• **Instructions for the task**
Could you retype each of the rows below word for word, without changing a single character?

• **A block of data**

▼

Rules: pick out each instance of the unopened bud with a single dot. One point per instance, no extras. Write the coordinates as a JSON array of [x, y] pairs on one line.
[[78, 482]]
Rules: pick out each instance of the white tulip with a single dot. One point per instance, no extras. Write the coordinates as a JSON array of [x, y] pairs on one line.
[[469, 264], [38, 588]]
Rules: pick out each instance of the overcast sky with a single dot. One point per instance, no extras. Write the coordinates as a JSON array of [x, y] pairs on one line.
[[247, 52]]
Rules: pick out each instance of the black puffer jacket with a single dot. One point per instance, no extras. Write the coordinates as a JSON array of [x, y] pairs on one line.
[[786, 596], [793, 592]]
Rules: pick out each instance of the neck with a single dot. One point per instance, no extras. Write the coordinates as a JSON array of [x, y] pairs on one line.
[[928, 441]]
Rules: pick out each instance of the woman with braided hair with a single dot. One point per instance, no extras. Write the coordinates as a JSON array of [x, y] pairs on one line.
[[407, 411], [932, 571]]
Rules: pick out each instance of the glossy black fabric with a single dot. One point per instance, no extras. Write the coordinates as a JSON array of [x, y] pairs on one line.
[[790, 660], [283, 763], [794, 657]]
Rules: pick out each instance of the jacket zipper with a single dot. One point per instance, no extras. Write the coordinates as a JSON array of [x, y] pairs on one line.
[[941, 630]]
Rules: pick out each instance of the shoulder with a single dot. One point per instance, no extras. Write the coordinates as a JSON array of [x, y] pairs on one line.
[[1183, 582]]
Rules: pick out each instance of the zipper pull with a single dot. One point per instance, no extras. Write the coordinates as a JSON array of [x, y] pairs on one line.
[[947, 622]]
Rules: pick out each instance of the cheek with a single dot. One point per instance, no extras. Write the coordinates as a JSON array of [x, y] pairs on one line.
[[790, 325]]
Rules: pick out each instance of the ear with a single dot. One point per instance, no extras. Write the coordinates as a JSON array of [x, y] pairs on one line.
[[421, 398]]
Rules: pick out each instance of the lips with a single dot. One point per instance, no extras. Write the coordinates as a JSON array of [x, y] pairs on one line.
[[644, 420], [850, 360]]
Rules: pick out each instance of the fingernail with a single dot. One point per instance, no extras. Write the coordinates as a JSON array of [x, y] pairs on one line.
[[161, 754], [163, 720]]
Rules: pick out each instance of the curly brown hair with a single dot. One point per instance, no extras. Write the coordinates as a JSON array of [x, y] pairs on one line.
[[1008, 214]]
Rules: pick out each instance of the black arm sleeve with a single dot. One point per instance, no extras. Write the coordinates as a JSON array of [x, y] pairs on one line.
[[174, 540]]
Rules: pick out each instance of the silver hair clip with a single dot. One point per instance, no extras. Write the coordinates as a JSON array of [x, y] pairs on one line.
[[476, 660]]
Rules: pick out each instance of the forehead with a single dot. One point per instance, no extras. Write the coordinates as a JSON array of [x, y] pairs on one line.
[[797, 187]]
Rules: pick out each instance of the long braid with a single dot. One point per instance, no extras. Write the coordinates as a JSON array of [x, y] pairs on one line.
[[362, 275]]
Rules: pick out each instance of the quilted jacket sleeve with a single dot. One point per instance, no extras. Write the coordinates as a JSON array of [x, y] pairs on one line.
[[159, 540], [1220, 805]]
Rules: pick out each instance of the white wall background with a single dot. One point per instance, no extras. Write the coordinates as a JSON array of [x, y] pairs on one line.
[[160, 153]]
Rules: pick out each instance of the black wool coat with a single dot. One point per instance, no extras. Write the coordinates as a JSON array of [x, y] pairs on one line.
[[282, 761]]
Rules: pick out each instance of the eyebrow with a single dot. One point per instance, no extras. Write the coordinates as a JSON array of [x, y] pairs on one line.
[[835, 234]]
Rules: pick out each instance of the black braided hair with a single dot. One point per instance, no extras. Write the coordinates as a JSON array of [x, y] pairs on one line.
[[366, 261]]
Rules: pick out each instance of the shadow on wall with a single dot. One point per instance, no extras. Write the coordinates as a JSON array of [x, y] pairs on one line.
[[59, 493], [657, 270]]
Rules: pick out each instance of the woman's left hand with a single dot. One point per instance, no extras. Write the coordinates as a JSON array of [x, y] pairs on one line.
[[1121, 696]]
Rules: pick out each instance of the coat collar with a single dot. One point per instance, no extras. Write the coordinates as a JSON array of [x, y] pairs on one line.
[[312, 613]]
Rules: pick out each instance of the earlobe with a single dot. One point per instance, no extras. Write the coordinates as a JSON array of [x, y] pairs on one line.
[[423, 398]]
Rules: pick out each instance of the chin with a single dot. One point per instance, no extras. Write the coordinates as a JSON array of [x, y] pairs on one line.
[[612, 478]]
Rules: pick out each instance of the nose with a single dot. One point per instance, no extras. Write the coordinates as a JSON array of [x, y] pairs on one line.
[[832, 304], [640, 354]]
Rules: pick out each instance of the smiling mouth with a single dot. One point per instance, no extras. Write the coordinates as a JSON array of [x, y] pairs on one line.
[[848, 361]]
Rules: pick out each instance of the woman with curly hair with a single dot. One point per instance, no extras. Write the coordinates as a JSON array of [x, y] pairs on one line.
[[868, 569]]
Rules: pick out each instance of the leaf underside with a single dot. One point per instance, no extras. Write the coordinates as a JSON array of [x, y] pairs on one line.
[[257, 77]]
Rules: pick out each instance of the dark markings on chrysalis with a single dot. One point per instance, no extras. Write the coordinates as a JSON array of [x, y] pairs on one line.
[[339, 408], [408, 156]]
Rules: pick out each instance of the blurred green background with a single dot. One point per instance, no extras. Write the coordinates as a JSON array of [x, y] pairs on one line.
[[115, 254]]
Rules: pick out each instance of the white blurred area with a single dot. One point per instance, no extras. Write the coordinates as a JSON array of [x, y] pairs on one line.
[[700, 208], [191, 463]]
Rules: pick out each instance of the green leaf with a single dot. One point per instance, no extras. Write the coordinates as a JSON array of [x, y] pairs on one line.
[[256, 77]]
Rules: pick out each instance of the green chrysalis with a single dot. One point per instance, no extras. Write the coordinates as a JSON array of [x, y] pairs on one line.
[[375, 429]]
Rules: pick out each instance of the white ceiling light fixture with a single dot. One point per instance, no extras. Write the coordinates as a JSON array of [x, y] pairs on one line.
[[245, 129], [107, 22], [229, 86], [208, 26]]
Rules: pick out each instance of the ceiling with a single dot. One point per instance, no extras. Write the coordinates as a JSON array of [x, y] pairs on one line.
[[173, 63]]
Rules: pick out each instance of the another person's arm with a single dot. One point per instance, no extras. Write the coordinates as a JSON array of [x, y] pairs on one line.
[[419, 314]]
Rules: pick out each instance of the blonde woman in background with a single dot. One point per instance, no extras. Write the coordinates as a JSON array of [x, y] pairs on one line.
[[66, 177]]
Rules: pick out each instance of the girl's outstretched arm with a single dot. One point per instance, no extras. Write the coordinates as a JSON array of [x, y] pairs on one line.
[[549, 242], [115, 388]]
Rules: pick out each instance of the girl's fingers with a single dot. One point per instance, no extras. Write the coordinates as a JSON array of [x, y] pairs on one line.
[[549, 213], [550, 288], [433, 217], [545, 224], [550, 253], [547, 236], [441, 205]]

▲

• **Solution**
Rules: pick out each instance of the unopened bud with a single dot. One point per instance, no extras. Write the coordinates as a JSON array of [x, y] pairs on one line.
[[78, 482]]
Rules: pick out each instance of the white tulip with a single dot. One point per instance, no extras. Write the coordinates as a JSON array of [x, y] pairs on one line.
[[469, 264], [38, 588]]
Rules: pick out each instance of the overcast sky with a single dot. One point per instance, no extras. Write the coordinates as a JSON array of [x, y] pairs on one line.
[[247, 52]]
Rules: pick out each instance of the black puffer jacket with a single dot. One point per instance, no extras. Write the coordinates as a JSON array of [x, y] pairs on one line.
[[786, 596], [793, 592]]
Rules: pick out each instance of the neck with a single dot. One point per instance, no extras. Write the coordinates as a JSON array of [x, y] pairs on one line.
[[928, 441]]
Rules: pick out each instance of the woman with braided hair with a single dot. One point per instance, no extras. Write the coordinates as a JSON array of [x, y] pairs on one line.
[[407, 411], [932, 571]]
Rules: pick out each instance of the glossy black fabric with a single dot. One point per instance, no extras. Write the coordinates as a JSON array of [x, y] pairs on one line.
[[790, 660], [283, 763], [794, 657]]
Rules: pick out each instance of the jacket zipper with a single dot. One point per instance, no extras. Write the coordinates as a JSON array of [x, y] pairs on one line.
[[941, 630]]
Rules: pick out each instance of the shoulder with a single dot. One point per instance, no extras. Write the coordinates as a JSON array of [x, y] pairs on one line.
[[1183, 582]]
Rules: pick out each instance of the zipper pull with a single dot. One point per instance, no extras. Write the coordinates as a JSON array of [x, y] pairs on one line.
[[947, 622]]
Rules: pick out each instance of the cheek with a single dot. One point per instance, no extras. Write the coordinates as a JSON array of [x, y] pairs on one line.
[[790, 325]]
Rules: pick out each instance of the ear with a single dot. One point per instance, no extras. Write the coordinates as a JSON array of [x, y] pairs on one line.
[[421, 398]]
Rules: pick out each instance of the lips with a single dot. One point per instance, no extras. Write the coordinates as a JSON array of [x, y] pairs on one line.
[[644, 420], [850, 360]]
Rules: pick out each instance of the fingernail with a single dot. One point per instance, no extras. Write the coordinates as a JSON array of [x, y] pairs on one line.
[[161, 754], [163, 720]]
Rules: pick out each instance of the curly brown hair with a single dot. One point per instance, no extras. Write the coordinates as a JSON array of [x, y] pairs on one line.
[[1008, 214]]
Rules: pick out each instance of the black arm sleeve with a single dot. One point per instance, no extras. Write the coordinates as a JSON array of [x, y] pairs on one line.
[[174, 540]]
Rules: pick out each instance of the silver hair clip with a single dot. One point per instance, no extras. Write the coordinates as a JSON array of [x, y] pairs on one line.
[[476, 660]]
Rules: pick out each instance of the forehead with a single dot. One point per instance, no extras. Write the coordinates as a JSON array of [x, y] pairs on one line.
[[797, 187]]
Rules: pick out each instance of the long braid with a single dot. One point per instance, no extras. Write the coordinates as a JSON array of [x, y] pairs on one line.
[[362, 275]]
Rules: pick out each instance of the quilted jacket sleeve with a single dot. One point per instance, no extras. Write the coordinates as a JSON array of [x, y] pairs on one line.
[[159, 540], [1220, 805]]
Rules: pick out each instance of the white wall background with a single dot. One point per instance, no extras. Write the coordinates as a JSON array of [x, y] pairs on one line.
[[160, 153]]
Rules: pick out each instance of the black wool coat with a single dot. One point per instance, no extras. Write the coordinates as a JSON array of [x, y] pairs on one line.
[[282, 761]]
Rules: pick out each instance of the eyebrow with a single dot. One point per instance, no extras. Write the coordinates as a JSON array of [x, y] pairs on one line.
[[835, 234]]
Rules: pick out each instance of the black braided hair with a single dot. One point per instance, no extras. Write the coordinates as a JSON array of [x, y] pairs on one line.
[[366, 261]]
Rules: pick out each instance of the shadow on wall with a single dot. One point per instance, no extras. Write the coordinates as a JSON array of [x, y] pairs on one line.
[[59, 493], [657, 270]]
Rules: pick out each instance of the woman's left hand with a single dot. One point per instance, no extras. Write the coordinates as a JSON array of [x, y] pairs on one line.
[[1121, 696]]
Rules: pick out each instance of the coat collar with a single dot. One point per instance, no extras. Write the coordinates as a JSON array of [x, y] pairs on one line.
[[312, 613]]
Rules: pick out each instance of the earlobe with a single dot. One point per instance, no extras. Write the coordinates as a JSON array of [x, y] pairs on one line.
[[423, 398]]
Rules: pick out each instance of the chin with a single dot. One point per instance, no extras. Write the coordinates as a JSON array of [x, y] pairs on one line.
[[612, 478]]
Rules: pick out each instance of the nose with a single dot. One point per instance, no extras. Write the coordinates as a JSON array of [x, y] pairs on one line.
[[832, 304], [640, 354]]
Rules: pick out each instance of the smiling mouth with a single dot. One point per instance, no extras. Write the coordinates as a JSON array of [x, y] pairs on one line.
[[848, 361]]
Rules: pick out each instance of the woman with curly hair with a single dot. One point per instance, no extras. Write the coordinates as a JSON array of [x, y] pairs on one line.
[[868, 569]]
Rules: pick out each instance of the leaf underside with a single dot. One point per instance, no extras. Write the coordinates as a JSON array of [x, y] pairs on one line.
[[257, 77]]
Rules: pick out each instance of the dark markings on chrysalis with a single dot. One point per instance, no extras. Write the coordinates as a JSON array of [x, y] pairs on one line.
[[339, 408], [408, 156]]
Rules: pick out each instance of the blurred green background with a single dot. One point per instance, no extras. Write the coordinates as a JSON array of [x, y] pairs on one line.
[[115, 254]]
Rules: pick out each instance of the white blurred area with a single dot. One point per instance, no extras. Write the coordinates as a JSON array of [x, y] pairs on one line.
[[700, 208], [191, 463]]
Rules: pick out each instance of the green leaf with a single dot. One point per instance, no extras. Write the coordinates as a JSON array of [x, y] pairs on one line.
[[256, 77]]
Rules: pick out each instance of the green chrysalis with a single dot. One point per instance, no extras. Write the coordinates as a JSON array of [x, y] pairs on one line.
[[375, 429]]
Rules: pick out each instance of the white ceiling light fixture with a single dot. One point per instance, no extras. Write the coordinates as a JSON array of [x, y] pairs on one line.
[[245, 129], [107, 22], [229, 86], [208, 26]]
Rules: pick out each instance of the ceiling with a single dot. One point per instance, no extras. Write the coordinates as a JSON array of [x, y] pairs on one line.
[[173, 63]]
Rules: pick out each instance of the another person's arm with a single dot. One point per instance, no extras. Write the coordinates as a JSON array of [x, y] pairs on one line.
[[419, 314]]
Rules: pick out each instance of the blonde woman in background with a single dot. One point per instance, no extras. Write the coordinates as a JSON array of [x, y] pairs on one line.
[[66, 177]]
Rules: pick out each instance of the girl's outstretched arm with a single dot. One point per instance, no extras. Write the coordinates as a JSON array of [x, y] pairs on one line.
[[549, 242], [115, 388]]
Rules: pick out each instance of the girl's fingers with a single dot. One point per instance, no extras. Write the coordinates as a JSON array of [x, y] pairs on one line.
[[549, 213], [550, 288], [433, 217], [545, 224], [550, 253], [547, 236], [441, 205]]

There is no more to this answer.